Collected data entries
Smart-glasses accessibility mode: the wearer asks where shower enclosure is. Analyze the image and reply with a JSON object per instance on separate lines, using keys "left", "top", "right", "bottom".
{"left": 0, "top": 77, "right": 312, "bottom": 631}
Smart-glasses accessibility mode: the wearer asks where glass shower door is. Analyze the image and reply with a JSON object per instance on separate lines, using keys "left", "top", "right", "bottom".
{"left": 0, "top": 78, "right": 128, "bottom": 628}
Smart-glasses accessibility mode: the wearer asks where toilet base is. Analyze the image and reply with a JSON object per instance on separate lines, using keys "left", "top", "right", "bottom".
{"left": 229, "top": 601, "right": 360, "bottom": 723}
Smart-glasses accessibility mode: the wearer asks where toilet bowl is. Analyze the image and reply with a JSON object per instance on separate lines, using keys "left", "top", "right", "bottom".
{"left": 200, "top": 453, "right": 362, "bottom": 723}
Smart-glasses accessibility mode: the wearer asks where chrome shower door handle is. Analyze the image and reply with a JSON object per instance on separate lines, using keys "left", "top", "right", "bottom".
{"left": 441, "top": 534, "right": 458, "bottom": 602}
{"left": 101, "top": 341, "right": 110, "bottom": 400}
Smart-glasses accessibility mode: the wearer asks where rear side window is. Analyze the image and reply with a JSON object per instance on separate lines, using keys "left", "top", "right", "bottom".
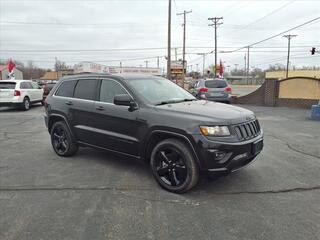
{"left": 47, "top": 83, "right": 56, "bottom": 91}
{"left": 20, "top": 82, "right": 33, "bottom": 89}
{"left": 99, "top": 79, "right": 127, "bottom": 103}
{"left": 74, "top": 79, "right": 98, "bottom": 100}
{"left": 0, "top": 82, "right": 16, "bottom": 89}
{"left": 205, "top": 80, "right": 227, "bottom": 88}
{"left": 31, "top": 82, "right": 41, "bottom": 89}
{"left": 55, "top": 80, "right": 77, "bottom": 98}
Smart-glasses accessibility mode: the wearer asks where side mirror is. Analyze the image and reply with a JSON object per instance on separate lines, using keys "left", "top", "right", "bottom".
{"left": 114, "top": 94, "right": 137, "bottom": 111}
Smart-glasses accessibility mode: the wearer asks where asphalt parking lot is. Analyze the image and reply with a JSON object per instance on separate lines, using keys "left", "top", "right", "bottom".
{"left": 0, "top": 104, "right": 319, "bottom": 240}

PROBLEM DESCRIPTION >> Reprint all the data above verbatim, excluding pictures.

WRITTEN RESPONSE >>
Smart-glasses accessibility mode: the wearer asks where shower enclosure is. Analyze the image and reply with a JSON object per instance on separate lines, using keys "left", "top", "right", "bottom".
{"left": 0, "top": 77, "right": 312, "bottom": 631}
Smart-glasses accessibility mode: the wearer asks where glass shower door is. Analyze the image and reply with a JSON object per instance on separate lines, using keys "left", "top", "right", "bottom".
{"left": 0, "top": 78, "right": 128, "bottom": 628}
Smart-glasses accessibility mode: the wearer asks where toilet base is. Analyze the image and reply with a JSON object per instance on separate lines, using keys "left", "top", "right", "bottom".
{"left": 229, "top": 601, "right": 360, "bottom": 723}
Smart-glasses accessibility mode: the wearer asks where toilet bowl is. Analyze the image and reply with a JSON object per instance on separate lines, using keys "left", "top", "right", "bottom".
{"left": 200, "top": 453, "right": 362, "bottom": 723}
Smart-glasses accessibility mode: the wearer asks where chrome shower door handle is. Analyze the image and reply with a JSON object per instance on separate lines, using keys "left", "top", "right", "bottom".
{"left": 441, "top": 534, "right": 458, "bottom": 602}
{"left": 101, "top": 341, "right": 110, "bottom": 400}
Smart-glasses accessibility mode: the wearer asks where rear side window is. Analyze the image and reply with a JSON object per instance on separate lines, using keys "left", "top", "right", "bottom".
{"left": 47, "top": 83, "right": 56, "bottom": 91}
{"left": 20, "top": 82, "right": 33, "bottom": 89}
{"left": 99, "top": 79, "right": 127, "bottom": 103}
{"left": 74, "top": 79, "right": 98, "bottom": 100}
{"left": 0, "top": 82, "right": 16, "bottom": 89}
{"left": 205, "top": 80, "right": 227, "bottom": 88}
{"left": 31, "top": 82, "right": 41, "bottom": 89}
{"left": 55, "top": 80, "right": 77, "bottom": 98}
Smart-glasses accessibility mode: the wearer asks where side mirror is. Analyze the image and reply with a JSON object per instance on separate lines, using keys "left", "top", "right", "bottom".
{"left": 114, "top": 94, "right": 137, "bottom": 111}
Smart-glasses accessibility mode: the wearer asks where asphalt parking lot is. Analyze the image and reply with a JSON object per instance on separate lines, using keys "left", "top", "right", "bottom".
{"left": 0, "top": 104, "right": 319, "bottom": 240}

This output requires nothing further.